Retype the data word for word, starting at the beginning and ending with the line that contains "positive clicks: (787, 425)", including that line. Leave out the pictures.

Entries provided Block Start

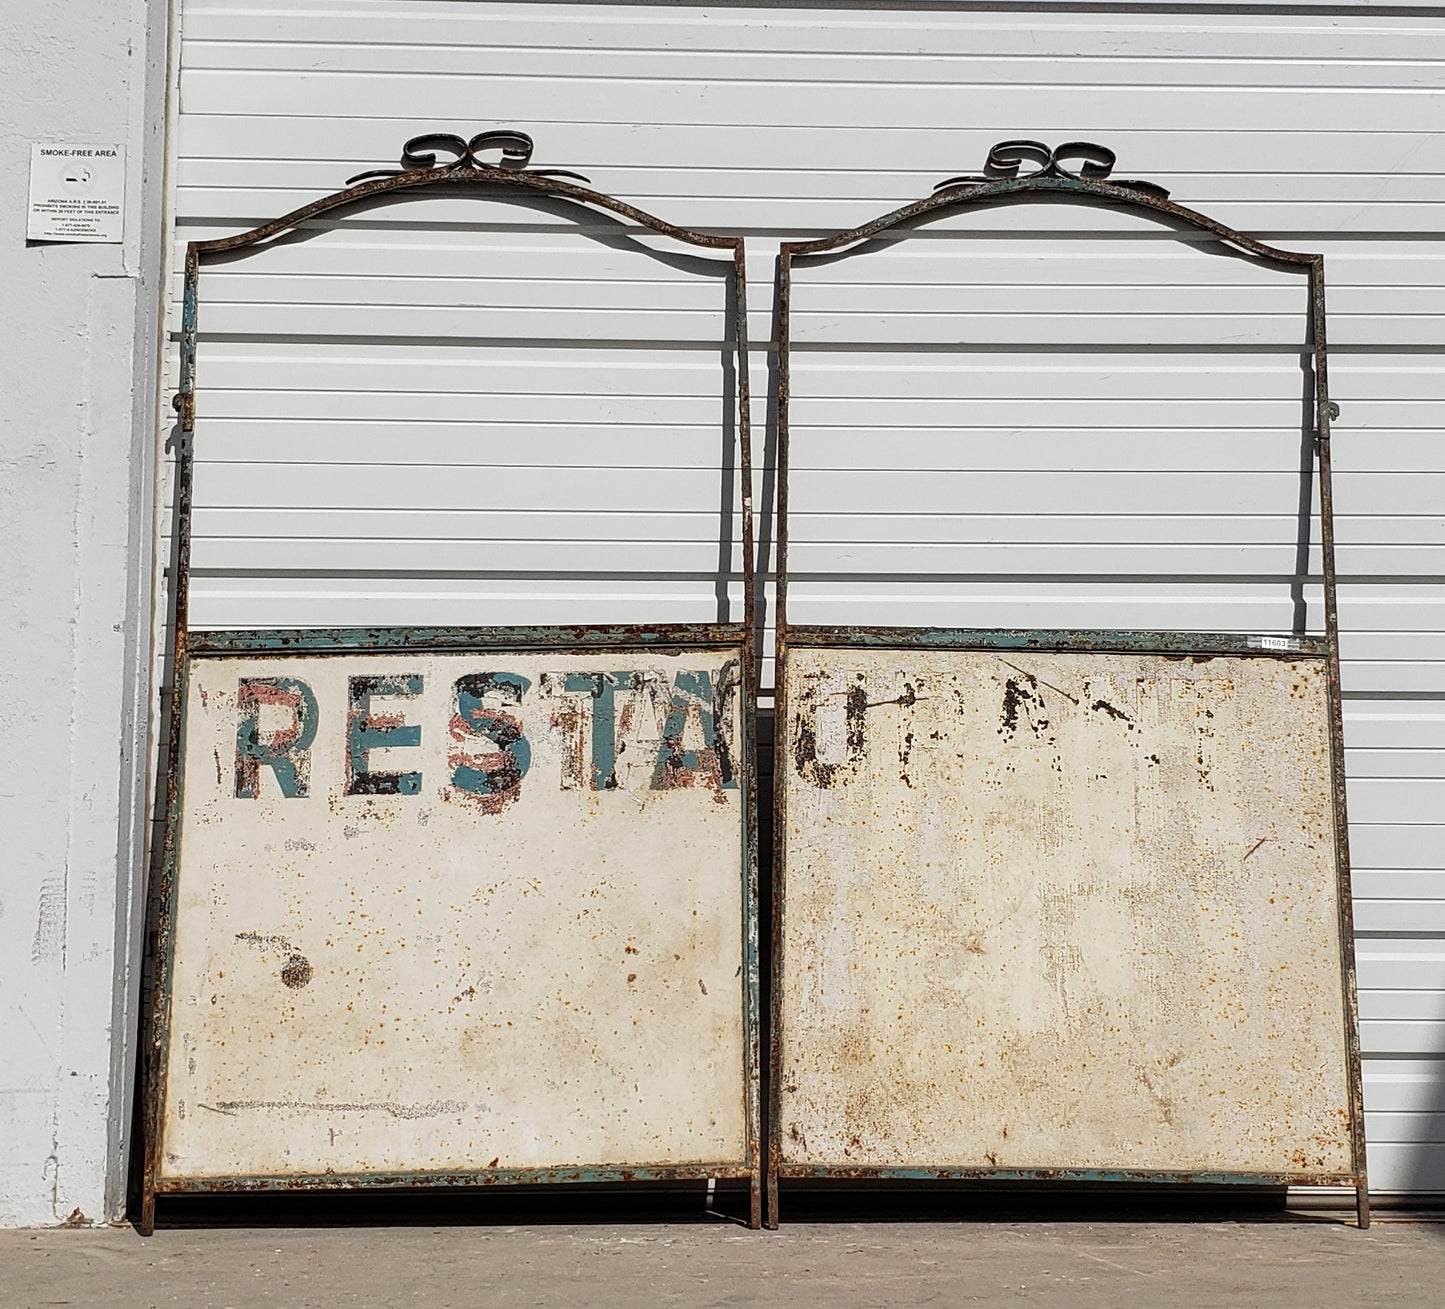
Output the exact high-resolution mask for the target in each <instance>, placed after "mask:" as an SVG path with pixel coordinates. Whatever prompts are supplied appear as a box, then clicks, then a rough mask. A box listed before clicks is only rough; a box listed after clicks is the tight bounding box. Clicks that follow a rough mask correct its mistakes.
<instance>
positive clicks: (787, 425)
mask: <svg viewBox="0 0 1445 1309" xmlns="http://www.w3.org/2000/svg"><path fill="white" fill-rule="evenodd" d="M775 285H776V305H775V319H776V322H777V483H776V490H775V493H773V494H775V498H776V514H775V519H773V522H775V527H773V542H775V545H773V549H775V550H776V565H775V581H773V595H775V600H773V605H775V610H773V613H775V620H773V851H772V854H773V867H772V906H773V912H772V916H770V923H769V941H770V948H772V968H770V972H769V990H767V998H769V1043H767V1178H766V1182H767V1206H766V1218H764V1221H766V1224H767V1227H770V1228H776V1227H777V1182H779V1178H780V1176H782V1166H783V1147H782V1121H783V1043H782V1020H783V886H785V870H783V863H785V860H783V848H785V845H786V844H788V841H786V834H788V712H789V709H788V678H786V660H788V483H789V477H788V458H789V442H788V406H789V399H790V396H792V383H790V377H789V368H790V364H792V355H790V353H789V348H788V344H789V329H790V328H789V314H790V311H792V293H790V292H792V256H790V254H789V251H788V246H786V244H785V246H783V247H782V250H779V254H777V272H776V276H775Z"/></svg>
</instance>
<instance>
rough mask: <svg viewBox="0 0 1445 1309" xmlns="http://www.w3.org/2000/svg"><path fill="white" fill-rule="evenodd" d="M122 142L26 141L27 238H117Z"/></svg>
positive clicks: (82, 239) (77, 240)
mask: <svg viewBox="0 0 1445 1309" xmlns="http://www.w3.org/2000/svg"><path fill="white" fill-rule="evenodd" d="M124 201H126V147H124V146H87V144H39V143H36V144H32V146H30V218H29V223H27V224H26V233H25V234H26V238H27V240H30V241H108V243H113V244H114V243H117V241H120V240H121V231H123V215H124V211H123V207H124Z"/></svg>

Entries provided Block End

▸ Task answer
Output the exact high-resolution mask for the target in each <instance>, placed after "mask:" as an SVG path with pixel coordinates. Whatever prompts are supplied appear as a box, then clicks, then a rough mask. A box listed before clicks is only rough; a box listed after clicks is the tight bounding box. Clicks that follow a rough mask correct its mistakes.
<instance>
positive clicks: (787, 425)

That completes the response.